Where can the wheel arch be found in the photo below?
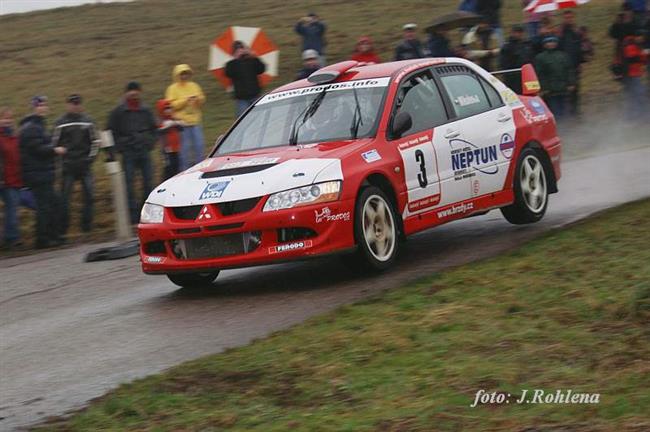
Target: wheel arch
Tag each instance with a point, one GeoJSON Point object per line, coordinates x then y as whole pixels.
{"type": "Point", "coordinates": [546, 163]}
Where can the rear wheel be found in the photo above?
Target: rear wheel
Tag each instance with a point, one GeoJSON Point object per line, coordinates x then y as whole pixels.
{"type": "Point", "coordinates": [375, 229]}
{"type": "Point", "coordinates": [530, 188]}
{"type": "Point", "coordinates": [194, 280]}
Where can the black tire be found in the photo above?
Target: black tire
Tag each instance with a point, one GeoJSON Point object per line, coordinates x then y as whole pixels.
{"type": "Point", "coordinates": [385, 228]}
{"type": "Point", "coordinates": [531, 195]}
{"type": "Point", "coordinates": [193, 280]}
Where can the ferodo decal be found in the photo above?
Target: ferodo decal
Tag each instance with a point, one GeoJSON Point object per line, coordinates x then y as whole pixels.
{"type": "Point", "coordinates": [346, 85]}
{"type": "Point", "coordinates": [466, 158]}
{"type": "Point", "coordinates": [325, 215]}
{"type": "Point", "coordinates": [214, 190]}
{"type": "Point", "coordinates": [249, 162]}
{"type": "Point", "coordinates": [290, 247]}
{"type": "Point", "coordinates": [507, 146]}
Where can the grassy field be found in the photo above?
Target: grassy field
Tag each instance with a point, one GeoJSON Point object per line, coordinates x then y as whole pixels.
{"type": "Point", "coordinates": [96, 49]}
{"type": "Point", "coordinates": [570, 310]}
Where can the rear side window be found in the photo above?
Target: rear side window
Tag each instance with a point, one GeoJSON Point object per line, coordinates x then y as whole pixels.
{"type": "Point", "coordinates": [420, 97]}
{"type": "Point", "coordinates": [466, 94]}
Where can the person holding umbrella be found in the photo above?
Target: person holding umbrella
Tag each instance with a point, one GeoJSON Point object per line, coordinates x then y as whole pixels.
{"type": "Point", "coordinates": [244, 70]}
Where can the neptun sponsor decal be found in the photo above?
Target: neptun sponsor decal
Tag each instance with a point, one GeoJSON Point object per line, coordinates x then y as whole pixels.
{"type": "Point", "coordinates": [290, 247]}
{"type": "Point", "coordinates": [462, 208]}
{"type": "Point", "coordinates": [467, 158]}
{"type": "Point", "coordinates": [326, 215]}
{"type": "Point", "coordinates": [214, 190]}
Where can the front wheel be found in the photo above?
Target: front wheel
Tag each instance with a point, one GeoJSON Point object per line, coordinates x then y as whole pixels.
{"type": "Point", "coordinates": [375, 229]}
{"type": "Point", "coordinates": [530, 188]}
{"type": "Point", "coordinates": [193, 280]}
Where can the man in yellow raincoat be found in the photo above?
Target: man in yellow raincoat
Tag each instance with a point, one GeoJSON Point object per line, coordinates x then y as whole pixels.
{"type": "Point", "coordinates": [187, 98]}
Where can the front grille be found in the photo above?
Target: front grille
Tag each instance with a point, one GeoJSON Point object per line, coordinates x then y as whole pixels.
{"type": "Point", "coordinates": [187, 212]}
{"type": "Point", "coordinates": [237, 171]}
{"type": "Point", "coordinates": [241, 206]}
{"type": "Point", "coordinates": [217, 246]}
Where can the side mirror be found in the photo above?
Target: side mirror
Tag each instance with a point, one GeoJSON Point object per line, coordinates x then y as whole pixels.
{"type": "Point", "coordinates": [529, 81]}
{"type": "Point", "coordinates": [217, 142]}
{"type": "Point", "coordinates": [401, 124]}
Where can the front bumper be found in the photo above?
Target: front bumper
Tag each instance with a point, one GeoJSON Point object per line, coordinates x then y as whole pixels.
{"type": "Point", "coordinates": [245, 239]}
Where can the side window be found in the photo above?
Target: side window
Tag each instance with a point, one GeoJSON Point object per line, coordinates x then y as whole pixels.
{"type": "Point", "coordinates": [466, 95]}
{"type": "Point", "coordinates": [419, 96]}
{"type": "Point", "coordinates": [493, 96]}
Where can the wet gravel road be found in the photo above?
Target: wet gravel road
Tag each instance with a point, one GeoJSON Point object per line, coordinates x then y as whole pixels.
{"type": "Point", "coordinates": [69, 331]}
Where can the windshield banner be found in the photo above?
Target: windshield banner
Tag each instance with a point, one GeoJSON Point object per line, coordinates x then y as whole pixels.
{"type": "Point", "coordinates": [347, 85]}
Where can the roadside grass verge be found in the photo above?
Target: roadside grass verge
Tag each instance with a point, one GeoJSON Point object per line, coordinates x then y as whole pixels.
{"type": "Point", "coordinates": [570, 310]}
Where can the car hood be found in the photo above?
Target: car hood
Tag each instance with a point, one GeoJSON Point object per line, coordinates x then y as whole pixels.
{"type": "Point", "coordinates": [256, 173]}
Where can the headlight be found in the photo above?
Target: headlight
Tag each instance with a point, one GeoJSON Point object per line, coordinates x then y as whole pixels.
{"type": "Point", "coordinates": [306, 195]}
{"type": "Point", "coordinates": [151, 213]}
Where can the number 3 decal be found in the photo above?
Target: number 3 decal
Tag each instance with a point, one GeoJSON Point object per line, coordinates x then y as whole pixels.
{"type": "Point", "coordinates": [422, 175]}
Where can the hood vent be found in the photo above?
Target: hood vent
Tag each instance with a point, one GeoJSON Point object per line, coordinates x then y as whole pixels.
{"type": "Point", "coordinates": [237, 171]}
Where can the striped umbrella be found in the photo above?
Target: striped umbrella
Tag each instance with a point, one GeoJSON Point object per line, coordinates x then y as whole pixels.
{"type": "Point", "coordinates": [253, 37]}
{"type": "Point", "coordinates": [539, 6]}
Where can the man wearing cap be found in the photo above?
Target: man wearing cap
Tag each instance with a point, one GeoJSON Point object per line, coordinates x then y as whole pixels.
{"type": "Point", "coordinates": [37, 156]}
{"type": "Point", "coordinates": [410, 47]}
{"type": "Point", "coordinates": [244, 70]}
{"type": "Point", "coordinates": [187, 98]}
{"type": "Point", "coordinates": [515, 53]}
{"type": "Point", "coordinates": [134, 132]}
{"type": "Point", "coordinates": [310, 64]}
{"type": "Point", "coordinates": [556, 76]}
{"type": "Point", "coordinates": [77, 133]}
{"type": "Point", "coordinates": [312, 29]}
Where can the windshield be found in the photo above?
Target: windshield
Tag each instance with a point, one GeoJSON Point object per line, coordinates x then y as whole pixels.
{"type": "Point", "coordinates": [329, 112]}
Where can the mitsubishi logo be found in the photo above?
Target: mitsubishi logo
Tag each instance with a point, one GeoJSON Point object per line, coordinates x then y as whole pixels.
{"type": "Point", "coordinates": [205, 214]}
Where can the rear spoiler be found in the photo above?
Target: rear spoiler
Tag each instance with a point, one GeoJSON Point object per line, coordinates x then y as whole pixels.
{"type": "Point", "coordinates": [529, 81]}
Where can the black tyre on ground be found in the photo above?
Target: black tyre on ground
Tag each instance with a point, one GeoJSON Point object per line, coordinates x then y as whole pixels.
{"type": "Point", "coordinates": [194, 280]}
{"type": "Point", "coordinates": [376, 230]}
{"type": "Point", "coordinates": [531, 190]}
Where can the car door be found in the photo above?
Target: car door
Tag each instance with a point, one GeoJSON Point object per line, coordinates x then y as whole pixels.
{"type": "Point", "coordinates": [420, 97]}
{"type": "Point", "coordinates": [481, 142]}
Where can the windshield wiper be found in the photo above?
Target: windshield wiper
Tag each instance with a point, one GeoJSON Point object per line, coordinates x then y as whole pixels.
{"type": "Point", "coordinates": [357, 119]}
{"type": "Point", "coordinates": [306, 114]}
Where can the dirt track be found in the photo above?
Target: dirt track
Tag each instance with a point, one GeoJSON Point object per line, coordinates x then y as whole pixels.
{"type": "Point", "coordinates": [69, 331]}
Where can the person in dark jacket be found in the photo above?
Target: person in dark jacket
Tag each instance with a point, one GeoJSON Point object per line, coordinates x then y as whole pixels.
{"type": "Point", "coordinates": [410, 47]}
{"type": "Point", "coordinates": [10, 179]}
{"type": "Point", "coordinates": [555, 73]}
{"type": "Point", "coordinates": [134, 132]}
{"type": "Point", "coordinates": [310, 64]}
{"type": "Point", "coordinates": [77, 133]}
{"type": "Point", "coordinates": [439, 45]}
{"type": "Point", "coordinates": [312, 30]}
{"type": "Point", "coordinates": [37, 156]}
{"type": "Point", "coordinates": [571, 44]}
{"type": "Point", "coordinates": [491, 11]}
{"type": "Point", "coordinates": [515, 53]}
{"type": "Point", "coordinates": [244, 70]}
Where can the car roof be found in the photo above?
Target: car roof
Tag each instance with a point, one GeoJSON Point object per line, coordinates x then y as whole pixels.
{"type": "Point", "coordinates": [379, 70]}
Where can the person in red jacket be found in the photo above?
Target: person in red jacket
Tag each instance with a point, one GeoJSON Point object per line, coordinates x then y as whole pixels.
{"type": "Point", "coordinates": [169, 131]}
{"type": "Point", "coordinates": [634, 65]}
{"type": "Point", "coordinates": [365, 52]}
{"type": "Point", "coordinates": [10, 179]}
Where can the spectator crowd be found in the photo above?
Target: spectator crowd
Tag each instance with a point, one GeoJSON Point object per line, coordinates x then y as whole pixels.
{"type": "Point", "coordinates": [39, 165]}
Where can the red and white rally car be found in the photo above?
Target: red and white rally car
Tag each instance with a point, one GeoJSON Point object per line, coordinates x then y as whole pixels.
{"type": "Point", "coordinates": [354, 158]}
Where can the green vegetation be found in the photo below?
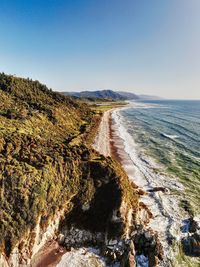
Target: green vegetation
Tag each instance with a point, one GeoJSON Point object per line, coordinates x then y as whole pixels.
{"type": "Point", "coordinates": [46, 162]}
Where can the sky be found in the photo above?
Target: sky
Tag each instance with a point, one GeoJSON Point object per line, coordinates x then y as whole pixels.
{"type": "Point", "coordinates": [142, 46]}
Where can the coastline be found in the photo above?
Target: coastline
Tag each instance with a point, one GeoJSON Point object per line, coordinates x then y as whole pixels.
{"type": "Point", "coordinates": [160, 197]}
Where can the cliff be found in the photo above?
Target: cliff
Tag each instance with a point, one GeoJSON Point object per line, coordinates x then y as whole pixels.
{"type": "Point", "coordinates": [50, 178]}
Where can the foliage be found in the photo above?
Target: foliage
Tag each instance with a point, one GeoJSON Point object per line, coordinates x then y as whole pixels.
{"type": "Point", "coordinates": [43, 162]}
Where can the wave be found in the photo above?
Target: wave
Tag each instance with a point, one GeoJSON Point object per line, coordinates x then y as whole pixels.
{"type": "Point", "coordinates": [145, 172]}
{"type": "Point", "coordinates": [169, 136]}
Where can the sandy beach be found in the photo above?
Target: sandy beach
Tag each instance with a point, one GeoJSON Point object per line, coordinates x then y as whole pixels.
{"type": "Point", "coordinates": [102, 140]}
{"type": "Point", "coordinates": [167, 218]}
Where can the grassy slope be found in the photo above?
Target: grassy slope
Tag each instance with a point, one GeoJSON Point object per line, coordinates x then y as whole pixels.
{"type": "Point", "coordinates": [44, 164]}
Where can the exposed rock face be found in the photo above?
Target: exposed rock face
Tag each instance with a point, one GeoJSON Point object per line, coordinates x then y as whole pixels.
{"type": "Point", "coordinates": [23, 252]}
{"type": "Point", "coordinates": [191, 243]}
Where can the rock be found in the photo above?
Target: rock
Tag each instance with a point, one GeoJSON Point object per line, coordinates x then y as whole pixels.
{"type": "Point", "coordinates": [131, 260]}
{"type": "Point", "coordinates": [148, 235]}
{"type": "Point", "coordinates": [193, 225]}
{"type": "Point", "coordinates": [191, 245]}
{"type": "Point", "coordinates": [112, 242]}
{"type": "Point", "coordinates": [61, 239]}
{"type": "Point", "coordinates": [156, 189]}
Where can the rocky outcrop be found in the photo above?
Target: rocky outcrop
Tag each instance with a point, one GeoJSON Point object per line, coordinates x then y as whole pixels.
{"type": "Point", "coordinates": [191, 243]}
{"type": "Point", "coordinates": [23, 252]}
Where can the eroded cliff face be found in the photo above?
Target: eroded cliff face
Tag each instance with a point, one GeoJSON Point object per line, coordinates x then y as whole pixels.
{"type": "Point", "coordinates": [52, 183]}
{"type": "Point", "coordinates": [101, 210]}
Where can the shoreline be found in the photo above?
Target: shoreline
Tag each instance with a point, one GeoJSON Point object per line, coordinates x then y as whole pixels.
{"type": "Point", "coordinates": [166, 219]}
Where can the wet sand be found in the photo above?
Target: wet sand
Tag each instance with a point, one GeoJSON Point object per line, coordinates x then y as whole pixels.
{"type": "Point", "coordinates": [49, 255]}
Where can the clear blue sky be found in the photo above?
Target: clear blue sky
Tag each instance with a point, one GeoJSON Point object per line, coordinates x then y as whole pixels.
{"type": "Point", "coordinates": [143, 46]}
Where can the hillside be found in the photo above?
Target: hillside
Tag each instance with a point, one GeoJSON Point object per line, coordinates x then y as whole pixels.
{"type": "Point", "coordinates": [100, 94]}
{"type": "Point", "coordinates": [48, 168]}
{"type": "Point", "coordinates": [110, 95]}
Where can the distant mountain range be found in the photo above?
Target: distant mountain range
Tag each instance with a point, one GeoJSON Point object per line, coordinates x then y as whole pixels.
{"type": "Point", "coordinates": [110, 95]}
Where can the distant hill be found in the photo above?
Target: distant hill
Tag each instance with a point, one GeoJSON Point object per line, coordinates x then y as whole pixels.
{"type": "Point", "coordinates": [149, 97]}
{"type": "Point", "coordinates": [100, 94]}
{"type": "Point", "coordinates": [128, 95]}
{"type": "Point", "coordinates": [110, 95]}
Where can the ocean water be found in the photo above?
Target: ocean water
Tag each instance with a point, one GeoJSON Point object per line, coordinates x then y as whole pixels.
{"type": "Point", "coordinates": [159, 144]}
{"type": "Point", "coordinates": [169, 133]}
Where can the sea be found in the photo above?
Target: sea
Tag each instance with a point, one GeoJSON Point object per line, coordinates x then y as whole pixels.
{"type": "Point", "coordinates": [159, 144]}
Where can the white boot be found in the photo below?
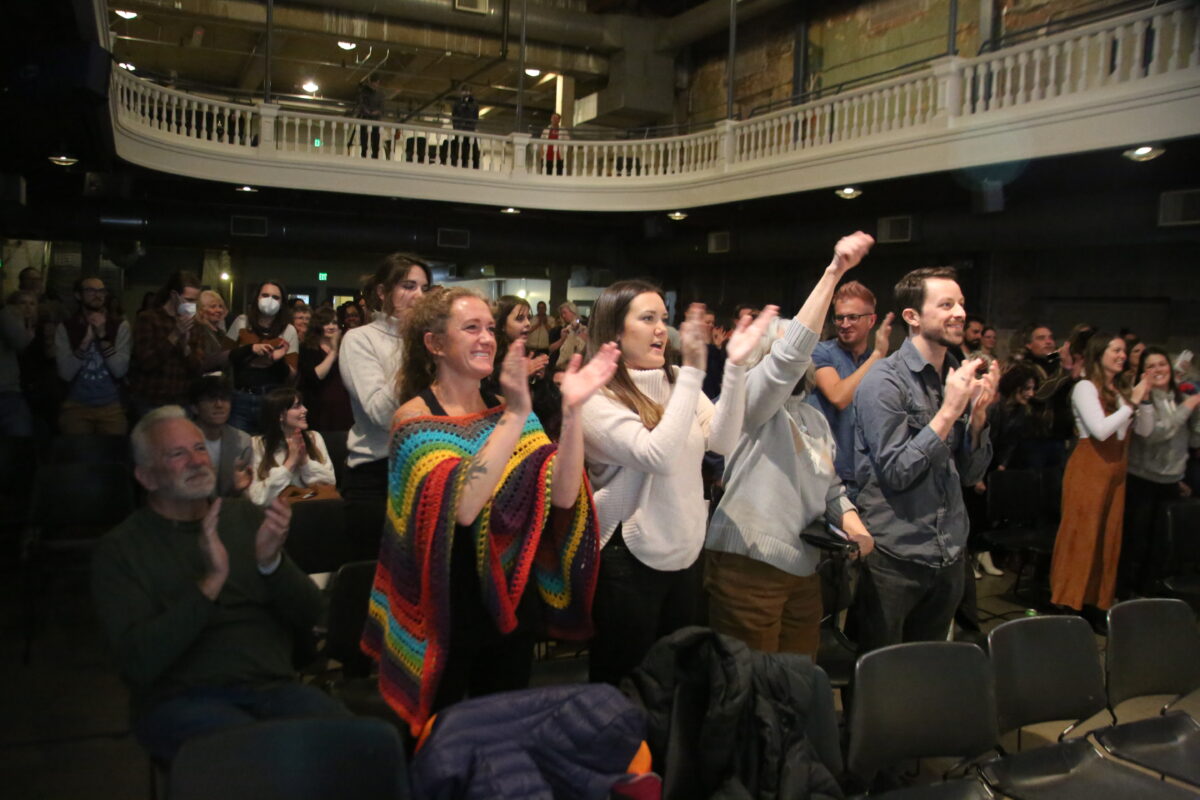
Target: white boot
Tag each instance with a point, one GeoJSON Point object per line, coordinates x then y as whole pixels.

**What you will do:**
In the entries above, find the line with "Target: person holding umbrella" and the line with "Target: neptun sponsor decal", then restate word for word both of them and every line between, with nothing more.

**Task output:**
Target: person holding umbrella
Tag each instance with a point, one GeoJSON Point object per line, coordinates x then y as whole pixels.
{"type": "Point", "coordinates": [244, 70]}
Where can the neptun sponsor decal be found in the photo above?
Target: neptun sponsor decal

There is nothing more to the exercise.